In the third play, Juan Romero plays a father and husband with cancer. His son Tommy, played by Joseph Adams, loves his father. Joseph’s ability to meld himself seamlessly into such a young character is truly astounding. Natalie Stieler seems to resent her father from the beginning of the play, but as time wears on, Natalie skillfully reveals her true feelings of fear without ever saying so. Jacqueline Resendiz seems to fit into the maternal parent character naturally. She plays a woman far older than herself excellently, and it left some of us wondering how old she really is to be able to portray the maturity she did. Each of the characters had their own memory moment with Juan, and he could not have performed better. He was the sporty father, the romantic husband, and the emotional connection for each of them, and he was the final piece that brought many members of the audience to tears, especially as he walked away to his “healing forest” leaving his family behind.

The last play of the night was Chemo Girl. Leah Baltes, who played a teen girl with cancer named Camille, showed us all what a cancer patient is really like. Her mother, played by Taleeah Ponce, buys her a video game to give her something to do. After dealing with Joseph Adams, a mysterious and annoying character that refuses to help Leah, she spends the entire time trying to find her way, and at last does. She shows us all courage as an actor throughout, and when the play concludes, she drops a metaphorical atom bomb on the crowd by proclaiming loudly that she is now cancer free.

At this, the crowd bursts into applause and the group of students walks to the forefront of the stage to take their bows. Each one in turn smiles at the roaring crowd, and you can tell by the looks on their faces that they are proud.

Information given =>
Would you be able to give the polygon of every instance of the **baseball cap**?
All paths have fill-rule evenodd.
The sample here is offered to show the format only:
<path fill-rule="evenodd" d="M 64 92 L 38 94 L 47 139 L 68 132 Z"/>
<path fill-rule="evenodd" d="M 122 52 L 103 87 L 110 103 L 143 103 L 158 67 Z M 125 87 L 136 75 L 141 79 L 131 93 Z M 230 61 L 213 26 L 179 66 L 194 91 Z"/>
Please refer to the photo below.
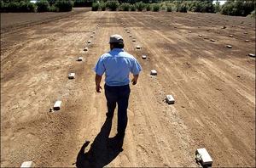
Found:
<path fill-rule="evenodd" d="M 120 35 L 112 35 L 109 38 L 109 43 L 124 43 L 123 37 Z"/>

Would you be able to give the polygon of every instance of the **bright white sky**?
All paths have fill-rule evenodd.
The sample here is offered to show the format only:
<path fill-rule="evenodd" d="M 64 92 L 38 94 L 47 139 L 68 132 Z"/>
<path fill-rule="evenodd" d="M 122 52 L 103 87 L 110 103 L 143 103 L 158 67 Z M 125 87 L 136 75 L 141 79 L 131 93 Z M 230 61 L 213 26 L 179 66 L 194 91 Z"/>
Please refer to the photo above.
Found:
<path fill-rule="evenodd" d="M 225 3 L 226 0 L 218 0 L 218 2 L 221 5 L 223 5 L 224 3 Z M 213 3 L 216 3 L 216 1 L 213 1 Z"/>

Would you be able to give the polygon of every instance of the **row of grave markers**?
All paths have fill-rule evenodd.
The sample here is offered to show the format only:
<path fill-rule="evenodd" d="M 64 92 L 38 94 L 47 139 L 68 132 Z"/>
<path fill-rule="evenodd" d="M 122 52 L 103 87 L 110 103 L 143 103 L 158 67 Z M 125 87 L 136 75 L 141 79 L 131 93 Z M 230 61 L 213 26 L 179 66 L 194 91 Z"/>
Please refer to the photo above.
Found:
<path fill-rule="evenodd" d="M 169 26 L 172 26 L 172 25 L 168 25 Z M 174 28 L 177 28 L 177 26 L 174 26 Z M 198 27 L 198 28 L 200 28 L 200 27 Z M 226 28 L 226 26 L 223 26 L 222 27 L 222 29 L 225 29 Z M 209 29 L 207 29 L 207 31 L 209 31 L 210 30 Z M 192 31 L 189 31 L 189 33 L 192 33 Z M 220 33 L 220 31 L 217 31 L 217 33 Z M 244 32 L 244 34 L 248 34 L 247 32 Z M 202 37 L 203 36 L 201 35 L 201 34 L 199 34 L 198 35 L 198 36 L 199 37 Z M 234 35 L 229 35 L 229 36 L 230 37 L 234 37 Z M 204 39 L 209 39 L 208 37 L 204 37 Z M 211 42 L 215 42 L 215 40 L 214 39 L 210 39 L 210 41 Z M 245 40 L 244 42 L 249 42 L 250 41 L 249 40 Z M 231 45 L 226 45 L 225 46 L 226 48 L 232 48 L 233 47 L 231 46 Z M 250 57 L 255 57 L 255 54 L 254 53 L 248 53 L 248 56 L 250 56 Z"/>
<path fill-rule="evenodd" d="M 121 23 L 122 25 L 124 25 L 123 23 Z M 127 31 L 127 33 L 130 33 L 130 31 L 124 25 L 125 30 Z M 191 31 L 189 31 L 191 33 Z M 130 37 L 131 37 L 131 34 L 129 35 Z M 212 39 L 212 42 L 215 42 L 215 40 Z M 136 42 L 136 39 L 133 38 L 132 42 Z M 136 49 L 142 49 L 141 46 L 136 46 Z M 143 59 L 146 59 L 147 56 L 146 55 L 142 55 Z M 157 76 L 157 71 L 156 70 L 151 70 L 150 71 L 151 76 Z M 168 104 L 173 104 L 175 103 L 175 100 L 172 97 L 172 95 L 166 95 L 166 101 Z M 207 150 L 205 148 L 197 148 L 195 151 L 195 160 L 197 163 L 201 163 L 203 167 L 208 167 L 212 166 L 212 160 L 208 154 Z"/>
<path fill-rule="evenodd" d="M 97 24 L 96 29 L 99 28 L 100 24 Z M 92 31 L 93 34 L 96 34 L 96 31 Z M 94 37 L 94 35 L 90 35 L 90 37 Z M 90 44 L 91 41 L 89 40 L 87 41 L 87 44 Z M 88 47 L 84 47 L 84 51 L 88 51 Z M 78 57 L 77 61 L 83 61 L 83 57 L 79 56 Z M 67 76 L 68 79 L 74 79 L 75 78 L 75 73 L 74 72 L 70 72 L 68 73 Z M 57 100 L 55 101 L 53 109 L 50 109 L 49 111 L 50 112 L 54 112 L 55 110 L 59 110 L 61 109 L 61 100 Z M 35 167 L 37 166 L 37 165 L 33 162 L 33 161 L 25 161 L 21 164 L 20 168 L 25 168 L 25 167 Z"/>
<path fill-rule="evenodd" d="M 96 29 L 98 29 L 99 26 L 100 26 L 100 24 L 97 24 Z M 96 34 L 96 31 L 92 31 L 92 35 L 90 35 L 90 38 L 93 38 L 95 34 Z M 88 44 L 89 44 L 89 45 L 91 44 L 91 40 L 88 40 L 88 41 L 86 42 L 86 44 L 85 44 L 85 46 L 84 46 L 84 52 L 88 52 L 88 50 L 89 50 L 89 48 L 88 48 L 88 47 L 87 47 Z M 77 61 L 83 61 L 83 57 L 79 56 Z M 68 73 L 67 78 L 70 79 L 70 80 L 74 79 L 74 78 L 75 78 L 75 73 L 74 73 L 74 72 L 70 72 L 70 73 Z M 52 112 L 52 111 L 54 111 L 54 110 L 59 110 L 59 109 L 61 109 L 61 100 L 57 100 L 57 101 L 55 103 L 53 109 L 50 109 L 49 111 Z"/>

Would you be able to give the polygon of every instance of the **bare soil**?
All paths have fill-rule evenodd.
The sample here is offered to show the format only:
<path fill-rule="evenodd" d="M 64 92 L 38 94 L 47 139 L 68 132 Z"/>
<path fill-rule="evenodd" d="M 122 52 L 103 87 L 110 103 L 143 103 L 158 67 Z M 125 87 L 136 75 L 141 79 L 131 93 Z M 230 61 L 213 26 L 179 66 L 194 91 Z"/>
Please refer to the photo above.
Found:
<path fill-rule="evenodd" d="M 123 36 L 143 68 L 131 85 L 122 150 L 112 138 L 117 117 L 106 121 L 104 91 L 96 92 L 92 70 L 112 34 Z M 1 35 L 1 166 L 33 160 L 47 167 L 195 167 L 196 148 L 206 148 L 212 166 L 254 167 L 255 58 L 249 53 L 255 53 L 255 20 L 219 14 L 86 12 L 9 29 Z M 150 76 L 152 69 L 158 76 Z M 166 94 L 174 104 L 165 102 Z M 49 112 L 56 100 L 61 109 Z"/>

Brief => Carry on the review of the student plays about cancer from the point where it stops. The data come from a source unrelated to the review.

Task result =>
Senior Leah Baltes comes to the front of the crowd and calls up Mrs. Lloyd. The students take the time to thank her for all her hard work, and give her a bouquet of flowers. Mrs. Lloyd thanks them with tears of pride, and then the students call up their next guests. First, the writer of Chemo Girl, Christian Kiley, then the founders  MaxLove, along with Max and his sister. The students give each of them a small cactus, a gift to represent living through hard conditions. With thanks, the writer and the founders graciously accept their gifts. Kiley’s last words to the students were that it is rare for a writer to learn something from his own work, but that the students managed to do it. Max’s mother is invited to tell the crowd more about MaxLove, and she gives everyone details about her struggle and her son’s struggle through his disease. Her stories were enough to bring tears to the eyes of everyone in the crowd, and after pointing us to the table they had set up outside, they ended the show.

These plays were all used to show the audience firsthand what it is like to deal with cancer, whether it be handling the disease personally or through a family member. While the plays are exuberant and occasionally silly, the actors pour their souls into their work. By doing this, the actors cause the audience to feel the horror, the love, and the fear of going through this terrible disease. They open up the hearts of the audience. It could not be put into words properly the devotion and respect the cast put into their characters.

Chemo Girl was truly a magical play, and everyone in the audience left the Little Theater with a feeling that they could never have found anywhere else. To Christian Kiley, the play was a wonderful and thought provoking piece of art. To Mrs. Lloyd, it is obvious that she has led these students in a way that no one else could.  To the cast, congratulations on three nights of beautiful acting. We are all waiting to see what you all come up with next.